● GIVEN DATA

——————

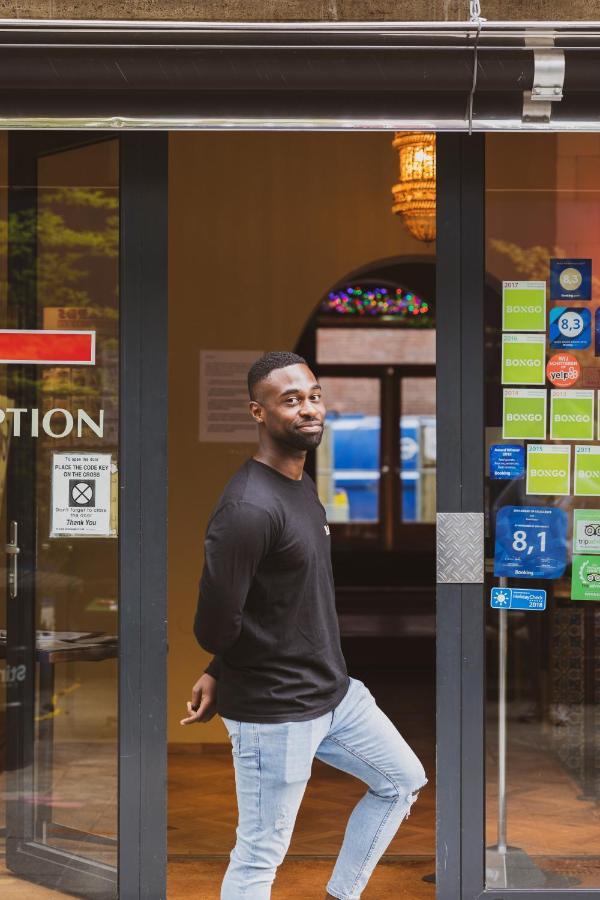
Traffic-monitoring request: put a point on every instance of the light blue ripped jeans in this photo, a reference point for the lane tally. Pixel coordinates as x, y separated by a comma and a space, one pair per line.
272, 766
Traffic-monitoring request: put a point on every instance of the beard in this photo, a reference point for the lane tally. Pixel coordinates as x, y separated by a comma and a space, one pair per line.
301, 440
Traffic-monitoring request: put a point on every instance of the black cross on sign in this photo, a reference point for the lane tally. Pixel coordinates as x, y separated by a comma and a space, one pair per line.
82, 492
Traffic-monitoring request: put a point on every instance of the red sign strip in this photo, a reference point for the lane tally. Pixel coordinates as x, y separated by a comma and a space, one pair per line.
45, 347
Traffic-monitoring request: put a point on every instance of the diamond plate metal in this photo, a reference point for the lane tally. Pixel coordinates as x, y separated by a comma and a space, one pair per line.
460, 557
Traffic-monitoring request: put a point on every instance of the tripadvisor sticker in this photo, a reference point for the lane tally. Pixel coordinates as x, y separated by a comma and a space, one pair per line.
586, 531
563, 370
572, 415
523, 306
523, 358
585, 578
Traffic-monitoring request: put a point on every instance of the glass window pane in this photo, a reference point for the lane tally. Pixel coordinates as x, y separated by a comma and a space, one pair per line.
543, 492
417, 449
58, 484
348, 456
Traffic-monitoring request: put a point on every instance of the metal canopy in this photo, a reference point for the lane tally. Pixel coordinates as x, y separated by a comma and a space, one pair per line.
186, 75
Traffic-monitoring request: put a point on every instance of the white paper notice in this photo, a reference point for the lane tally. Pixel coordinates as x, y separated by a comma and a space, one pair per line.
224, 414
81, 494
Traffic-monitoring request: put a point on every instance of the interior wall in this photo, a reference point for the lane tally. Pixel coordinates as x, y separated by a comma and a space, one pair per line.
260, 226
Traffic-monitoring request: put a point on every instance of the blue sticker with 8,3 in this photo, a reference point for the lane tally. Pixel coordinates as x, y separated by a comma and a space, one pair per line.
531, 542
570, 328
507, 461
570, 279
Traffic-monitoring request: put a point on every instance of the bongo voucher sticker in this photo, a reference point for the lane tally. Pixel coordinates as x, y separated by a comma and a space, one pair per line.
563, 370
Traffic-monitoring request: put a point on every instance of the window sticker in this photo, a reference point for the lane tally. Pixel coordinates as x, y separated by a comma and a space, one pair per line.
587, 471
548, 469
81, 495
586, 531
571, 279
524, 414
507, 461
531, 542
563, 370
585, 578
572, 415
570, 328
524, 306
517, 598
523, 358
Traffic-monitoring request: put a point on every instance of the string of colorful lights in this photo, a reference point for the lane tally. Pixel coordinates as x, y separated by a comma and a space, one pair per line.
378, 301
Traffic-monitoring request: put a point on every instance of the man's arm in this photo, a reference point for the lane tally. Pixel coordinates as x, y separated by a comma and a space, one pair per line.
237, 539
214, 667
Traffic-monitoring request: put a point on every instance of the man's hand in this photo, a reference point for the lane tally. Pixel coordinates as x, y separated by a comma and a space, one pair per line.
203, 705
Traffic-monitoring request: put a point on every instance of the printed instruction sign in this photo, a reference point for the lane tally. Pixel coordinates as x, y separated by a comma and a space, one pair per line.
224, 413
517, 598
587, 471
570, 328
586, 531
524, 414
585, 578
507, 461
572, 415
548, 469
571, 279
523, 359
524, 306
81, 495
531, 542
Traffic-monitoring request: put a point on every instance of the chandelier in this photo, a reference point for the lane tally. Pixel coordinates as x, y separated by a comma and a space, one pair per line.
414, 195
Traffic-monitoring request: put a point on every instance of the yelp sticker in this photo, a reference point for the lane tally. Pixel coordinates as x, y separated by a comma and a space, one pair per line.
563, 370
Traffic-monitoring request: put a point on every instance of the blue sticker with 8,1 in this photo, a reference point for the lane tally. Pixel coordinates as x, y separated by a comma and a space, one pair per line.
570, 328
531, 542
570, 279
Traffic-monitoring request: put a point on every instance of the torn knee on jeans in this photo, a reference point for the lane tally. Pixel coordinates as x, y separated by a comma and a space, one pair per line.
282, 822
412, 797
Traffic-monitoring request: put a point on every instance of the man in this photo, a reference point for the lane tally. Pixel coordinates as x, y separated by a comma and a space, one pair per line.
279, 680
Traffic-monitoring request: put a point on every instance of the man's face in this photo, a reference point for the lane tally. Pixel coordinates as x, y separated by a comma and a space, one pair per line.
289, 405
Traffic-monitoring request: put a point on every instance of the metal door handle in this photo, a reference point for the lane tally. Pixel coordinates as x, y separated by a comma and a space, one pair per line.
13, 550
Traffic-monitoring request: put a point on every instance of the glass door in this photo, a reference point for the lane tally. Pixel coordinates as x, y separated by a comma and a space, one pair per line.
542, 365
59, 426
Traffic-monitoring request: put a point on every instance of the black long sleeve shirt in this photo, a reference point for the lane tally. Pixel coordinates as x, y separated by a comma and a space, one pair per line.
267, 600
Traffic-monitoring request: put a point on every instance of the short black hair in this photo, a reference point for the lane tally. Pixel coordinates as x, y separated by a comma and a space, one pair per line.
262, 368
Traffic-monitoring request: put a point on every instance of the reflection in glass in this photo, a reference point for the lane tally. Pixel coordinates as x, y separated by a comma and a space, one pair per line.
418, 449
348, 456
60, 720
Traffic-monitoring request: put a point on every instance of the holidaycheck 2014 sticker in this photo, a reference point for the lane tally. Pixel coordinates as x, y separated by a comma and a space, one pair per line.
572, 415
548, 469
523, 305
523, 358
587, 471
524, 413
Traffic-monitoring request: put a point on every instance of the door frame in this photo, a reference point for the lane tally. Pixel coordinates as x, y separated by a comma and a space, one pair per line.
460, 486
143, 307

——————

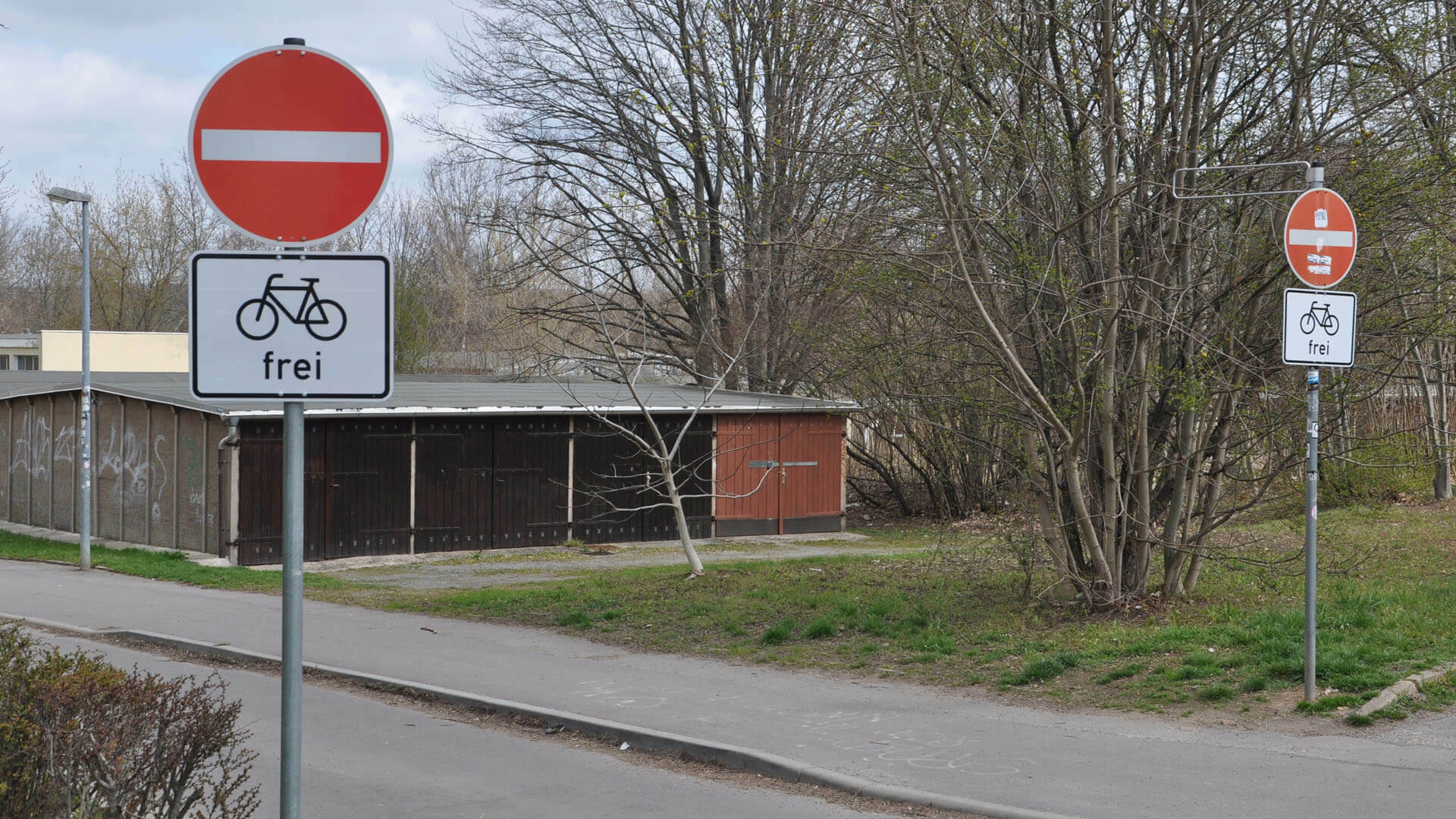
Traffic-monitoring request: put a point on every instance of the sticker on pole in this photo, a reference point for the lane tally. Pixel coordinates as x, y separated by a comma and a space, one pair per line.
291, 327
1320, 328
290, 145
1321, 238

——————

● AIM OF THE EXERCISE
Locate each line in the items above that contains the word "window", and copy every such line in full.

● SOLUTION
Traffic-monitoring request: put a point on every instance of the glass window pane in this photo, a reference point for the lane tally. Pixel coordinates as x, y separated by a comma and a space, one pair per line.
Traffic-monitoring request: put a point on every instance of the window sticker in this photo, a reference point for the lane tally. Pixel coordinates as x, y separated by a comma and a space, one pair per line.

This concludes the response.